======== Document section
Upon reflection, she knows she made some very ill-judged choices in her early life. But in a misdirected search for acceptance, she repeatedly took injudicious steps and reached a cycle of despair, only to find a way to escape and a path to self-awareness and well-being.
Melissa is 33 years old, the mother of 9-year old Jayden. She is a newlywed and employed with a steady income and benefits.
It is Melissa’s day off, and her son is still in school. She is eager to talk, so we momentarily depart the present to reflect on the past.
Melissa and her older brother (now deceased from a heroin overdose) were raised by their welfare mom; their father left the family when Melissa was just a toddler. She thinks she led a pretty normal life, other than she always wished she had a father living with her. She felt abandoned and insecure.
As a young teen, Melissa made the sobering acknowledgement that her mom had been a long-time user of alcohol, painkillers and heroin. She fled to her aunt – her mother’s sister –for comfort. In turn, her aunt sent her to an out-of-state boarding school, where she was expelled for smoking cigarettes. Feeling helpless, Melissa returned to her aunt’s home, discovered her aunt, too, was an addict as was her uncle who subsequently introduced her to methamphetamine. She became intoxicated by the drug’s feelings of pleasure, confidence and energy she wanted so very badly.
Her addiction was a family disease.
In her late teens, Melissa went through a succession of boyfriends she calls “bad boys” or the “lowest of the low” whom she unconsciously sought, believing they would love her because she was just a step above them. Each of her young loves, including the father of her son, turned physically abusive. Melissa just wanted to belong, to find acceptance.
As Melissa’s drug abuse spiraled downward, she feared Child Protective Services would remove Jayden from her. With her last boyfriend in jail, she found the courage to place herself and her son in a faith-based residential rehab program and later transitioned to Saint John’s Program for Real Change. That is where she thrived on the many emotional and developmental programs provided by Saint John’s, and where she was introduced to her now-husband by one of her Saint John’s friends.
Melissa is flourishing today. She maintains her own self-help program, works and nurtures her son and loves her supportive spouse.
================
======== Given records
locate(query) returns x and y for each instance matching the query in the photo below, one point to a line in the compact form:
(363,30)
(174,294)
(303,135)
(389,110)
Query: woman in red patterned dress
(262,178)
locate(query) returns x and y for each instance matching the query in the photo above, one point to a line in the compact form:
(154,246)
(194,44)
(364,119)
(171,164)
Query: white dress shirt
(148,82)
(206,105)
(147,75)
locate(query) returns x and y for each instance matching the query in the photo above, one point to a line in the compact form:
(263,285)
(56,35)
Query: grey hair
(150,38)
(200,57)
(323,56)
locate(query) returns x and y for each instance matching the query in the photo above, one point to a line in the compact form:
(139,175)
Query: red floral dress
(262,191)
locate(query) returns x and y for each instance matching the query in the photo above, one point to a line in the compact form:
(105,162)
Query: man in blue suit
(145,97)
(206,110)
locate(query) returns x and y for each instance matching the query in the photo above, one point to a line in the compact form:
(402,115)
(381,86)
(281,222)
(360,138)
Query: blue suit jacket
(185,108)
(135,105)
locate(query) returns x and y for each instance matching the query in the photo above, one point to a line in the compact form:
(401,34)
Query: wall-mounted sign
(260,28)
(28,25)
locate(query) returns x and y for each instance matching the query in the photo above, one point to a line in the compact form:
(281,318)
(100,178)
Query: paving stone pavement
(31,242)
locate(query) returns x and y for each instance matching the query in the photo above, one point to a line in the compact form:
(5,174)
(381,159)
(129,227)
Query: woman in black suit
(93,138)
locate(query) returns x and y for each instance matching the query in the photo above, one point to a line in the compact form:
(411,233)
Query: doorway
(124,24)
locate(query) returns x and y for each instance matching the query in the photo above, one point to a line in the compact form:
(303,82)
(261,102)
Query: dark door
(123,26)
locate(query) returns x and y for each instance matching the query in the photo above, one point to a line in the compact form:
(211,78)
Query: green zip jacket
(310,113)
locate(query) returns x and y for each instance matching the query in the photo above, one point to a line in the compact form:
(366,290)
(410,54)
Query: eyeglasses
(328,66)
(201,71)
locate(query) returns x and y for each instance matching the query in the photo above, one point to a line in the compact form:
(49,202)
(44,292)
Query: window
================
Set of tasks ->
- A) In the story of Melissa above, what got her expelled from the out-of-state boarding school?
- B) Duplicate the passage of the story of Melissa between "Melissa and her" and "so very badly.", inclusive.

Outputs for the tasks ->
- A) Smoking cigarettes.

- B)
Melissa and her older brother (now deceased from a heroin overdose) were raised by their welfare mom; their father left the family when Melissa was just a toddler. She thinks she led a pretty normal life, other than she always wished she had a father living with her. She felt abandoned and insecure.
As a young teen, Melissa made the sobering acknowledgement that her mom had been a long-time user of alcohol, painkillers and heroin. She fled to her aunt – her mother’s sister –for comfort. In turn, her aunt sent her to an out-of-state boarding school, where she was expelled for smoking cigarettes. Feeling helpless, Melissa returned to her aunt’s home, discovered her aunt, too, was an addict as was her uncle who subsequently introduced her to methamphetamine. She became intoxicated by the drug’s feelings of pleasure, confidence and energy she wanted so very badly.